Task to carry out
Pull out every line below that contains the word "face", and copy each of those lines in full.

Records supplied
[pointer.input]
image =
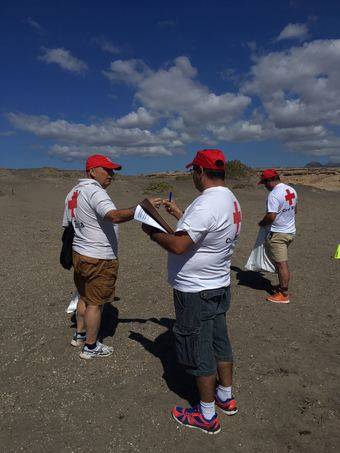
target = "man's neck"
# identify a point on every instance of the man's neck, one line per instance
(213, 183)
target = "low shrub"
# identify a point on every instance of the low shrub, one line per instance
(235, 169)
(158, 187)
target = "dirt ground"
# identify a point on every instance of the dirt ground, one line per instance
(287, 357)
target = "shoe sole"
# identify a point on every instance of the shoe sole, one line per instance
(227, 412)
(278, 301)
(94, 356)
(77, 343)
(195, 427)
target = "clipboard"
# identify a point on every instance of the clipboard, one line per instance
(152, 211)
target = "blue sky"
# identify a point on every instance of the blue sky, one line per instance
(148, 83)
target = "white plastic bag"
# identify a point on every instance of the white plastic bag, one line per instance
(72, 306)
(258, 260)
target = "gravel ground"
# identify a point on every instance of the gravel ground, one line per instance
(287, 359)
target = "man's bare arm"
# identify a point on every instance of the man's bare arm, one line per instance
(268, 219)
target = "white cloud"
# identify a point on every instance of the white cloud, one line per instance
(300, 93)
(127, 71)
(64, 59)
(78, 140)
(294, 31)
(141, 119)
(106, 45)
(297, 104)
(76, 152)
(175, 91)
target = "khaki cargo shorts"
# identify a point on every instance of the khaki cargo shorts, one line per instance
(95, 279)
(277, 246)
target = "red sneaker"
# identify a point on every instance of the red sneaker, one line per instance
(193, 418)
(228, 407)
(278, 298)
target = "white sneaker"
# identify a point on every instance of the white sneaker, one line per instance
(78, 340)
(101, 350)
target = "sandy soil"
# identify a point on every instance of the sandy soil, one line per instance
(287, 357)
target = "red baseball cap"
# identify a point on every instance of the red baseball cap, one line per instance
(269, 173)
(212, 159)
(98, 160)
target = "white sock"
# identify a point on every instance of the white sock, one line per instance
(223, 393)
(208, 409)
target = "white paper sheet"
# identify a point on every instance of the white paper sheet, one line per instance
(143, 217)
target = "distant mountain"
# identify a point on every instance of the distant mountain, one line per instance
(315, 164)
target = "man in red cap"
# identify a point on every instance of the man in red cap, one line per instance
(199, 272)
(280, 219)
(95, 220)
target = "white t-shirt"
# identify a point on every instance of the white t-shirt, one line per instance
(282, 200)
(86, 206)
(213, 222)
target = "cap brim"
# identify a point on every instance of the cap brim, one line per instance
(114, 166)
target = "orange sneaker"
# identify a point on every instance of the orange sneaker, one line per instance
(278, 298)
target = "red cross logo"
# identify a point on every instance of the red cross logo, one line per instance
(72, 204)
(290, 197)
(237, 217)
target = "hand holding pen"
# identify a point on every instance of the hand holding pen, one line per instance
(172, 207)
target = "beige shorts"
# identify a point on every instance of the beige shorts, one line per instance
(277, 246)
(95, 279)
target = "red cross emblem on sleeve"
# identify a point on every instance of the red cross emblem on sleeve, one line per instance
(72, 204)
(290, 197)
(237, 217)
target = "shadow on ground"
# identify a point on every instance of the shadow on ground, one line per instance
(163, 347)
(254, 280)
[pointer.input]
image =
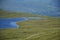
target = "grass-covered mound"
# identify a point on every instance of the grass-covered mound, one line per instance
(32, 29)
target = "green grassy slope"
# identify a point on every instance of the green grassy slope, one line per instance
(32, 29)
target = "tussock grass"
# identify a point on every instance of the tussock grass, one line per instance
(32, 29)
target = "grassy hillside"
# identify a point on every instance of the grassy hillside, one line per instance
(32, 29)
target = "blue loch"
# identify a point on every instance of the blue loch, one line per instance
(10, 22)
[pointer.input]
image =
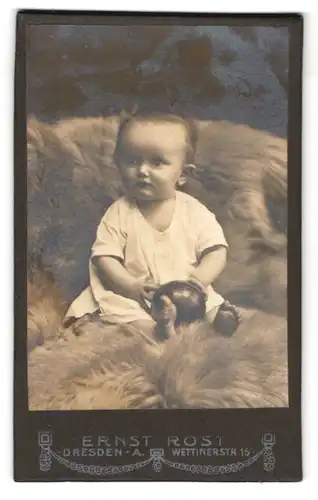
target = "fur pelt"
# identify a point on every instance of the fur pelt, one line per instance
(111, 367)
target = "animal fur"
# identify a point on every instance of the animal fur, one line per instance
(242, 177)
(111, 367)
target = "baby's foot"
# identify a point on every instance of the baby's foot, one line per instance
(228, 319)
(166, 318)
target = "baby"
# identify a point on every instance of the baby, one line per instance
(154, 234)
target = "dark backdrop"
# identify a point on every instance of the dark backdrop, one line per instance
(237, 74)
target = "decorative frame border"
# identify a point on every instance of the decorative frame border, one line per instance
(157, 459)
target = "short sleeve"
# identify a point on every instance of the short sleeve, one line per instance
(209, 233)
(111, 235)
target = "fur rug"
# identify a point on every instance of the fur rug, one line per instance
(109, 368)
(242, 177)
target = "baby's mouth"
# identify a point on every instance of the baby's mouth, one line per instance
(143, 184)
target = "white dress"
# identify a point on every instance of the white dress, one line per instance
(148, 253)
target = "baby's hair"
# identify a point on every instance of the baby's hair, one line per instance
(155, 116)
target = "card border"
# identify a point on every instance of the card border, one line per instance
(24, 420)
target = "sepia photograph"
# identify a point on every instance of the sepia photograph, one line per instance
(157, 189)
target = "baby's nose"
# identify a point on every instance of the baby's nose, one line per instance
(143, 169)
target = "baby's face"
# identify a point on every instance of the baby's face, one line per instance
(151, 159)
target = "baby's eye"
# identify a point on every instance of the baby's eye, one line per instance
(131, 160)
(157, 161)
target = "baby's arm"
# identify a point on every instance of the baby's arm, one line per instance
(116, 278)
(210, 267)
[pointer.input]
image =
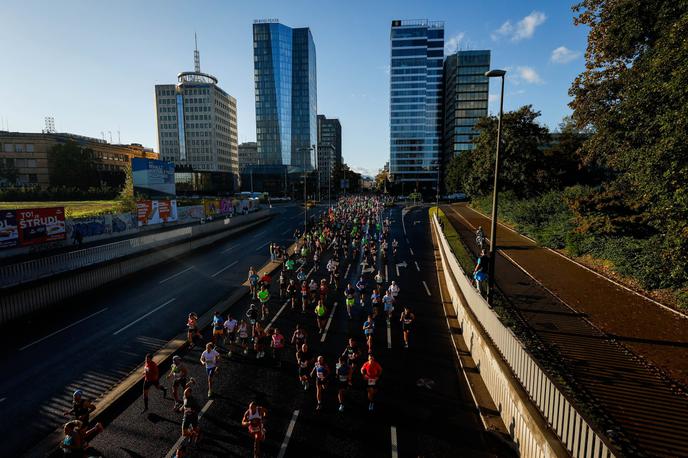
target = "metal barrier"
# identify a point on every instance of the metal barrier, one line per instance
(573, 431)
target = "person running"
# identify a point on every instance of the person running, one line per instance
(230, 333)
(264, 298)
(343, 372)
(303, 361)
(368, 331)
(151, 377)
(407, 319)
(320, 371)
(192, 329)
(277, 344)
(218, 327)
(210, 359)
(371, 372)
(253, 281)
(243, 335)
(254, 420)
(178, 374)
(320, 312)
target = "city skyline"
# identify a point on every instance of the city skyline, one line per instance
(130, 57)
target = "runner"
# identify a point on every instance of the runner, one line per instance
(343, 371)
(178, 373)
(210, 358)
(151, 377)
(254, 420)
(303, 361)
(407, 319)
(371, 372)
(230, 333)
(320, 371)
(368, 331)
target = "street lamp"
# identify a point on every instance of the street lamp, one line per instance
(493, 227)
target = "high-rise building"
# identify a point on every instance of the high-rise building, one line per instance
(416, 101)
(286, 94)
(466, 96)
(197, 123)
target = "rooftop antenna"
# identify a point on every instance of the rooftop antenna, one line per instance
(197, 56)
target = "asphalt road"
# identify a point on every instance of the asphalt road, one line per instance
(423, 408)
(96, 339)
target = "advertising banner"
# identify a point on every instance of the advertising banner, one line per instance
(41, 225)
(9, 234)
(155, 211)
(153, 179)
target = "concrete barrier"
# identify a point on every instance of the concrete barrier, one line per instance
(541, 420)
(26, 299)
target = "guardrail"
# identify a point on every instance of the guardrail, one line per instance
(573, 431)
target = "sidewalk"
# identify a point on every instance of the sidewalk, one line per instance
(591, 322)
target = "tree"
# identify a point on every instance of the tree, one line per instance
(634, 93)
(73, 166)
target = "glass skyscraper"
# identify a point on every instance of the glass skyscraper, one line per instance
(466, 96)
(416, 101)
(286, 94)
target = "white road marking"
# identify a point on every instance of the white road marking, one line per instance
(395, 447)
(287, 436)
(223, 269)
(329, 321)
(181, 439)
(60, 330)
(175, 275)
(427, 290)
(263, 246)
(144, 316)
(274, 318)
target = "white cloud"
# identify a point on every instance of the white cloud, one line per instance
(453, 43)
(563, 55)
(528, 74)
(525, 28)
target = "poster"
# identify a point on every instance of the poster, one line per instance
(41, 225)
(9, 234)
(153, 179)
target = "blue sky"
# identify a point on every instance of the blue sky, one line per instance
(92, 65)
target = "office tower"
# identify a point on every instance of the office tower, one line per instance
(286, 94)
(197, 123)
(466, 94)
(416, 101)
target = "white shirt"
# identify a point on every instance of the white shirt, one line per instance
(210, 358)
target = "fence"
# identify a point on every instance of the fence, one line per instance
(574, 433)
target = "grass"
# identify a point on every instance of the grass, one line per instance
(73, 209)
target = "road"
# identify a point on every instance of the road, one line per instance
(94, 340)
(424, 407)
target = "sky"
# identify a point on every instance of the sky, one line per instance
(92, 65)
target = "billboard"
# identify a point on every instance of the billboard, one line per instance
(153, 179)
(156, 211)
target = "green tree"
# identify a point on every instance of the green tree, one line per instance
(634, 93)
(73, 166)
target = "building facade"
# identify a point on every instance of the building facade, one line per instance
(416, 101)
(28, 155)
(466, 97)
(197, 123)
(286, 94)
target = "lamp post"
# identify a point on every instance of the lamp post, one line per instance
(493, 227)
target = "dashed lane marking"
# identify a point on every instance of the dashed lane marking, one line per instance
(59, 331)
(144, 316)
(427, 290)
(175, 275)
(287, 436)
(224, 268)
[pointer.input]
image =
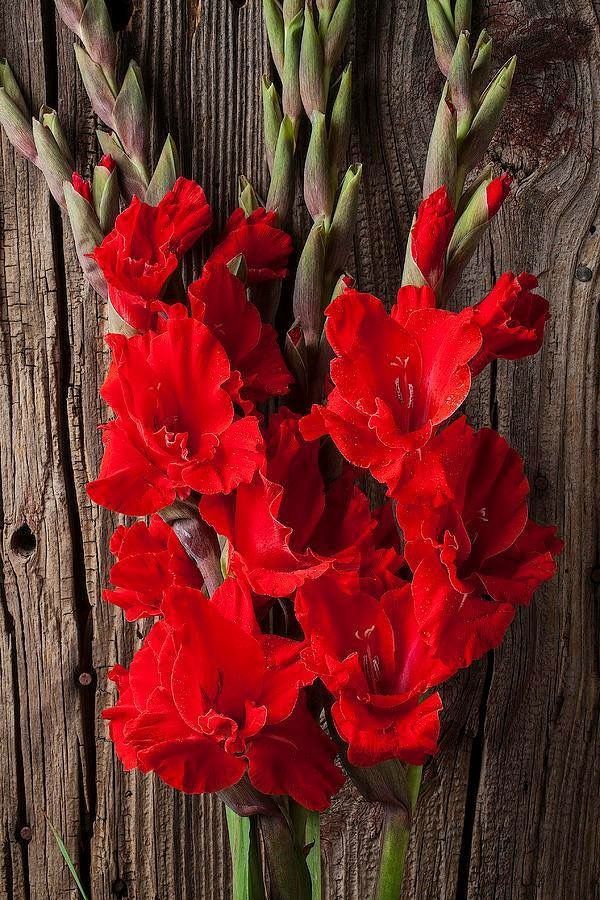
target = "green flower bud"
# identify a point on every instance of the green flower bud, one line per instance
(318, 186)
(272, 116)
(49, 117)
(97, 87)
(312, 68)
(275, 32)
(440, 168)
(166, 173)
(131, 116)
(87, 235)
(52, 163)
(281, 189)
(309, 287)
(341, 118)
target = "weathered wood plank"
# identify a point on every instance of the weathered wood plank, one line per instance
(509, 806)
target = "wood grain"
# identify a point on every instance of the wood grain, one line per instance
(510, 806)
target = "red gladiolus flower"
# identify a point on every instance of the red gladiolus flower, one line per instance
(82, 186)
(145, 247)
(396, 378)
(430, 235)
(175, 430)
(370, 656)
(265, 247)
(474, 552)
(207, 701)
(512, 320)
(219, 299)
(150, 559)
(285, 526)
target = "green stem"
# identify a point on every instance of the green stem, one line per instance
(396, 836)
(245, 857)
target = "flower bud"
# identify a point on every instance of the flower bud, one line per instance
(487, 117)
(291, 100)
(17, 127)
(272, 116)
(481, 65)
(459, 86)
(55, 168)
(428, 241)
(275, 32)
(343, 224)
(440, 168)
(318, 185)
(131, 179)
(98, 37)
(70, 12)
(339, 127)
(87, 234)
(281, 188)
(309, 287)
(49, 117)
(337, 34)
(105, 193)
(130, 115)
(248, 198)
(165, 174)
(472, 225)
(312, 68)
(97, 87)
(462, 16)
(442, 33)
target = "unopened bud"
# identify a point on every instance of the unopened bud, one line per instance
(309, 287)
(312, 68)
(87, 235)
(442, 33)
(105, 193)
(472, 225)
(132, 180)
(166, 173)
(98, 37)
(291, 100)
(318, 184)
(55, 168)
(341, 116)
(275, 32)
(272, 116)
(70, 12)
(343, 224)
(281, 188)
(49, 117)
(487, 117)
(248, 198)
(440, 168)
(337, 34)
(130, 115)
(97, 87)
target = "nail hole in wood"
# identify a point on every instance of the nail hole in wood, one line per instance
(120, 12)
(23, 542)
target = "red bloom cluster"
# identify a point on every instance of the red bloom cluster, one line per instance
(380, 607)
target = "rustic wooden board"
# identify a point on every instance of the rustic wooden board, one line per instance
(510, 809)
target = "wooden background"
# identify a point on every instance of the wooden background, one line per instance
(511, 806)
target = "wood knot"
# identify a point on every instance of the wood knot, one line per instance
(23, 541)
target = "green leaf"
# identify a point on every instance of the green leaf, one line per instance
(313, 860)
(67, 858)
(243, 842)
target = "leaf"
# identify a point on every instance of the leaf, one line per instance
(247, 872)
(67, 858)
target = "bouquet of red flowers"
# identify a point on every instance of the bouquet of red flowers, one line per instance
(298, 635)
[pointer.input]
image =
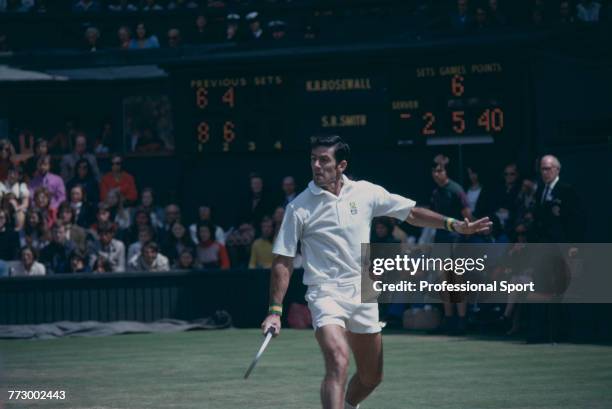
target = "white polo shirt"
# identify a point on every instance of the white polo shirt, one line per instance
(331, 228)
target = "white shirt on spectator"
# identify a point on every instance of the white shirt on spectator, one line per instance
(36, 269)
(331, 228)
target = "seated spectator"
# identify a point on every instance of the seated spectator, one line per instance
(28, 266)
(74, 232)
(86, 6)
(147, 204)
(261, 249)
(176, 241)
(118, 179)
(149, 259)
(52, 183)
(255, 31)
(202, 32)
(124, 34)
(56, 255)
(145, 235)
(122, 6)
(182, 5)
(172, 214)
(110, 248)
(92, 37)
(70, 160)
(84, 212)
(148, 142)
(105, 139)
(210, 253)
(239, 245)
(120, 215)
(41, 148)
(185, 261)
(35, 233)
(232, 30)
(78, 263)
(14, 185)
(9, 239)
(278, 30)
(174, 38)
(205, 215)
(142, 41)
(86, 180)
(141, 220)
(42, 204)
(151, 5)
(102, 265)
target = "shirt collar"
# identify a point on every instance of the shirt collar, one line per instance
(316, 190)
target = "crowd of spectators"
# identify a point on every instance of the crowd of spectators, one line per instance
(215, 21)
(64, 216)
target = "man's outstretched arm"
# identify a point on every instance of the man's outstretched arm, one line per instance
(422, 217)
(282, 267)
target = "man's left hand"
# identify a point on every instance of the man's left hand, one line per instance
(467, 227)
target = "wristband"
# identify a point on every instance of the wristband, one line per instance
(275, 309)
(449, 224)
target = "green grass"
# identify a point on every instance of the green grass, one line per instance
(204, 370)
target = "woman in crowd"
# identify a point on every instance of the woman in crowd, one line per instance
(176, 242)
(143, 41)
(35, 232)
(147, 204)
(42, 204)
(210, 253)
(85, 178)
(28, 266)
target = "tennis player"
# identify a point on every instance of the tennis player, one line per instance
(331, 218)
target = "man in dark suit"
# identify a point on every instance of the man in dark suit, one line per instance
(558, 214)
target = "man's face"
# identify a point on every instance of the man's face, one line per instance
(267, 229)
(439, 175)
(149, 255)
(76, 195)
(106, 238)
(548, 169)
(66, 217)
(80, 145)
(27, 258)
(289, 185)
(59, 234)
(44, 167)
(172, 213)
(510, 174)
(324, 168)
(256, 185)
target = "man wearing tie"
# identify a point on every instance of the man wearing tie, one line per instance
(558, 214)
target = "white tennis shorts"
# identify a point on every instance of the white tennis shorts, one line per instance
(340, 304)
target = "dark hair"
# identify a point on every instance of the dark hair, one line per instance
(151, 245)
(341, 149)
(106, 227)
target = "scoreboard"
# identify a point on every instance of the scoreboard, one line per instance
(384, 105)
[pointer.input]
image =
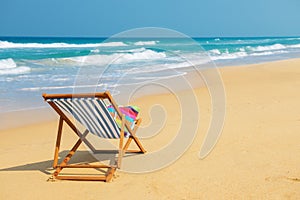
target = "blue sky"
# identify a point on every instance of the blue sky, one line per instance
(197, 18)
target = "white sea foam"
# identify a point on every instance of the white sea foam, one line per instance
(268, 48)
(59, 87)
(116, 58)
(6, 44)
(141, 43)
(8, 66)
(228, 55)
(215, 51)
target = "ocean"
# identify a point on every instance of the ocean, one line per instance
(30, 66)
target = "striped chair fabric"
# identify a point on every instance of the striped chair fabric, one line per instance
(92, 113)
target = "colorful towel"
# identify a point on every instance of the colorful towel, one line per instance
(131, 112)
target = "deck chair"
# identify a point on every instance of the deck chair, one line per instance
(91, 111)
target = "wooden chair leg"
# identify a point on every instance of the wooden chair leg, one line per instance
(58, 139)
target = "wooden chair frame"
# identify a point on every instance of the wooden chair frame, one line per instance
(82, 138)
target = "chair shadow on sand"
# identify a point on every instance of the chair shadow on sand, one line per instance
(81, 157)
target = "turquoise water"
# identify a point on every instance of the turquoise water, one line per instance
(32, 66)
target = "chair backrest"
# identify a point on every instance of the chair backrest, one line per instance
(92, 113)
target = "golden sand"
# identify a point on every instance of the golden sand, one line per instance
(256, 157)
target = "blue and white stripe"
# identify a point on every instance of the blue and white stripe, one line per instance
(91, 113)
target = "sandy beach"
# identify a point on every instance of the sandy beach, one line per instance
(256, 157)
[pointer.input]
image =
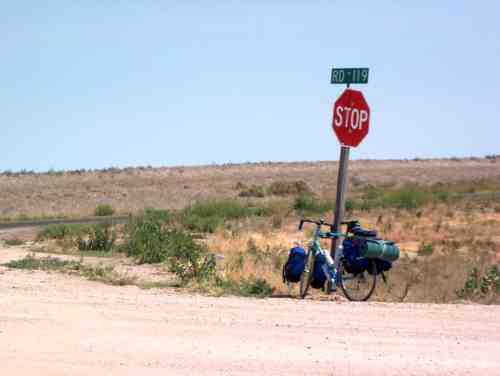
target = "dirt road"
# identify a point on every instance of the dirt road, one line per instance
(54, 324)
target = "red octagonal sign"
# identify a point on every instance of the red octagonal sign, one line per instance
(351, 117)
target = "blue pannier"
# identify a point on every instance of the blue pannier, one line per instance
(295, 265)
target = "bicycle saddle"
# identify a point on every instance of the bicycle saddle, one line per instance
(360, 231)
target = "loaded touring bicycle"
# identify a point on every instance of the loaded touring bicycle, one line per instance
(362, 257)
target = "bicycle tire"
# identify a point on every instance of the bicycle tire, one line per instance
(367, 277)
(306, 276)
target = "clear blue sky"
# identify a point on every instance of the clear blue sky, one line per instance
(91, 84)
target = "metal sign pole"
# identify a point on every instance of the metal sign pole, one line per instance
(338, 213)
(348, 111)
(340, 201)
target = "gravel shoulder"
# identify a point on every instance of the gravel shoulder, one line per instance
(55, 324)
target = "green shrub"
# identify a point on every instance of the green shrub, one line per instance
(310, 204)
(284, 188)
(425, 250)
(104, 210)
(477, 285)
(100, 237)
(153, 240)
(146, 239)
(253, 191)
(14, 242)
(62, 231)
(187, 259)
(206, 216)
(406, 198)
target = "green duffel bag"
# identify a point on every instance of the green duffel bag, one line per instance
(381, 249)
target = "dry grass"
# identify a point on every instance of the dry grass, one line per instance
(77, 193)
(463, 233)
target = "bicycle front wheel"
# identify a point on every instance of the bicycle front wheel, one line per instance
(306, 276)
(358, 286)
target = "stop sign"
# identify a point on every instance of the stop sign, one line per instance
(351, 117)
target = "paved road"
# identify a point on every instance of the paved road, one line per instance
(53, 324)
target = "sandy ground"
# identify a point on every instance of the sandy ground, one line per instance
(54, 324)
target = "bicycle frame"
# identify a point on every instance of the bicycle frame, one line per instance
(315, 245)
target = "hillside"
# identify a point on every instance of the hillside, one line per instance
(131, 189)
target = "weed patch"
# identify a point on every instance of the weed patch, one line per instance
(14, 242)
(310, 205)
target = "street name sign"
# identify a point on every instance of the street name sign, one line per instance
(349, 76)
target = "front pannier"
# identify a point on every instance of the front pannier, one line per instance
(295, 265)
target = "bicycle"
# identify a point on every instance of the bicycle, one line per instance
(357, 286)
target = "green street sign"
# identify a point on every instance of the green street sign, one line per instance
(349, 76)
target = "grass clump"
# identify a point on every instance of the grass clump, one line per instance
(310, 205)
(285, 188)
(425, 250)
(207, 216)
(14, 242)
(253, 191)
(62, 231)
(104, 210)
(100, 237)
(151, 239)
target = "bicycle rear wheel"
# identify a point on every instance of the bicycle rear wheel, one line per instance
(358, 286)
(306, 276)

Correct output
target = "baby's face"
# identify a point on every instance of the baby's face, one line per instance
target = "man's face"
# identify a point on every instance of the man's face, one line per instance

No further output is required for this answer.